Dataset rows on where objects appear

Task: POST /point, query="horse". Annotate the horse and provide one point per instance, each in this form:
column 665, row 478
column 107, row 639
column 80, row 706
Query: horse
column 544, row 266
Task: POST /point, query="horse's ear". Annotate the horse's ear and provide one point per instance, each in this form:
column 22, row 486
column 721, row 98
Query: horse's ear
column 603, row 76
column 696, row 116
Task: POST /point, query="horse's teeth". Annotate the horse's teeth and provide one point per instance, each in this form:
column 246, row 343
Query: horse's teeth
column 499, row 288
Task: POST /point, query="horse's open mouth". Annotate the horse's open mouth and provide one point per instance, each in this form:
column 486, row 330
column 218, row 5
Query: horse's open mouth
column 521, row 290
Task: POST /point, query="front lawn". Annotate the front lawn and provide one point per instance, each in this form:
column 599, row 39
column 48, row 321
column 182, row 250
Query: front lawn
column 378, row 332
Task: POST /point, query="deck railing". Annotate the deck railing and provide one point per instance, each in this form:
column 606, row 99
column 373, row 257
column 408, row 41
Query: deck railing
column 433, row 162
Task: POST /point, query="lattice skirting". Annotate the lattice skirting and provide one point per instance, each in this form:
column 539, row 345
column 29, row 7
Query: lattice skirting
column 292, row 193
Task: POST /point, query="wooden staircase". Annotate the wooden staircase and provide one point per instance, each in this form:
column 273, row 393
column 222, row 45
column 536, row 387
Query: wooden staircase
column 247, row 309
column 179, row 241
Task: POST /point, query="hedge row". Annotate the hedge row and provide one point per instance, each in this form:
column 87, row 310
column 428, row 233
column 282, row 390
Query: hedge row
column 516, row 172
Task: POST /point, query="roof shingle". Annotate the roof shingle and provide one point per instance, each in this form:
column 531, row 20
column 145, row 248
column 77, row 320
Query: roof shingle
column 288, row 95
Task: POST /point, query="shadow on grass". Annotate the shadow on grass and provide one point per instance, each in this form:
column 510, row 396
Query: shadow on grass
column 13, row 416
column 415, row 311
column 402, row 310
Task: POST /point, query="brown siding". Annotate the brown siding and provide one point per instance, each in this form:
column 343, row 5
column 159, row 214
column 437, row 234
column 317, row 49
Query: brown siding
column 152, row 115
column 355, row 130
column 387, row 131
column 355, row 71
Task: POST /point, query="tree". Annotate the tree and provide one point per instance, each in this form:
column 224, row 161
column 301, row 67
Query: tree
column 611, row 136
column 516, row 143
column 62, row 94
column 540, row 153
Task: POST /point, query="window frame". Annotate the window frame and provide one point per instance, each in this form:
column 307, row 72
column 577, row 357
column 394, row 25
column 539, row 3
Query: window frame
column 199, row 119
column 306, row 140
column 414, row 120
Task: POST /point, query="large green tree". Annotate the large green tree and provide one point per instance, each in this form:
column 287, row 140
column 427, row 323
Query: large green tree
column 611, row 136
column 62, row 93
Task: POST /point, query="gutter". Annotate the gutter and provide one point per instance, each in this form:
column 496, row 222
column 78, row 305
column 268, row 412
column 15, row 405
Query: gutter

[DO THIS] Rewrite all of the records above, replacing every "Annotate" with "Mark" and leaving everything else unchanged.

[SOLVED PROBLEM]
Task: POST /point, query="horse". Mark the horse and provide one point per instance, each in this form:
column 665, row 478
column 107, row 639
column 80, row 706
Query: horse
column 544, row 266
Task: POST /point, query="horse's ear". Mark the horse's ear and provide one point per instance, each in this form:
column 22, row 486
column 721, row 98
Query: horse's ear
column 603, row 76
column 696, row 116
Task: POST /point, query="horse's teeth". Mark the horse's teeth and provide one point per instance, each in this form:
column 246, row 343
Query: horse's teeth
column 499, row 288
Task: POST /point, query="horse's open mouth". Mark the horse's open mouth and provide one point per instance, each in this form:
column 486, row 330
column 218, row 5
Query: horse's open mouth
column 521, row 290
Task: POST /point, query="front lawn". Mark the front lawn and provide one point per instance, each in this form:
column 599, row 39
column 48, row 321
column 182, row 250
Query: front lawn
column 378, row 332
Task: POST /point, query="deck railing". Mark the deck railing and provide one point per instance, each in this form:
column 606, row 99
column 373, row 257
column 408, row 41
Query: deck railing
column 433, row 162
Task: POST /point, query="lattice skirting". Mark the lattice skirting and provide one point per instance, each in this form:
column 539, row 345
column 29, row 7
Query: lattice skirting
column 292, row 193
Task: POST /point, query="wooden staircase". Mark the wooden staircase and provide one point per instance, each in this form:
column 273, row 393
column 222, row 45
column 536, row 387
Query: wooden staircase
column 247, row 309
column 179, row 241
Task: POST /point, query="hedge row". Mark the hedge row and provide one point per instance, each in this form:
column 87, row 310
column 428, row 233
column 282, row 390
Query: hedge row
column 516, row 172
Task: POST /point, query="roof shingle". Mark the roof shingle and provide one point per instance, each in this form:
column 531, row 20
column 145, row 248
column 77, row 320
Query: roof shingle
column 288, row 95
Task: POST /point, query="shadow on grass". Mark the shadow on grass and provide one point per instance, each in this form:
column 510, row 396
Query: shadow on grass
column 13, row 416
column 415, row 311
column 402, row 310
Task: POST /point, query="brown siding". Mark the brown siding and provide one point per instance, each in this form:
column 343, row 5
column 159, row 214
column 437, row 234
column 317, row 49
Query: brown siding
column 152, row 115
column 355, row 130
column 387, row 131
column 355, row 71
Task: POST /point, query="tree". Mark the tree and provide one point per instance, each in this form:
column 224, row 161
column 301, row 67
Query: tree
column 611, row 136
column 516, row 143
column 62, row 94
column 540, row 153
Task: POST /point, query="window frame". Mark the window frame and provide one point per instance, each in this form:
column 307, row 72
column 577, row 357
column 394, row 25
column 539, row 3
Query: window frame
column 199, row 119
column 306, row 140
column 414, row 120
Task: POST /point, query="large green tree". Mark the large green tree and provide one point per instance, each in this form:
column 287, row 140
column 427, row 323
Query: large green tree
column 611, row 136
column 62, row 93
Task: POST /point, query="gutter". Mark the gutter and provide one point per instance, each in this form:
column 496, row 222
column 78, row 305
column 268, row 412
column 15, row 405
Query: gutter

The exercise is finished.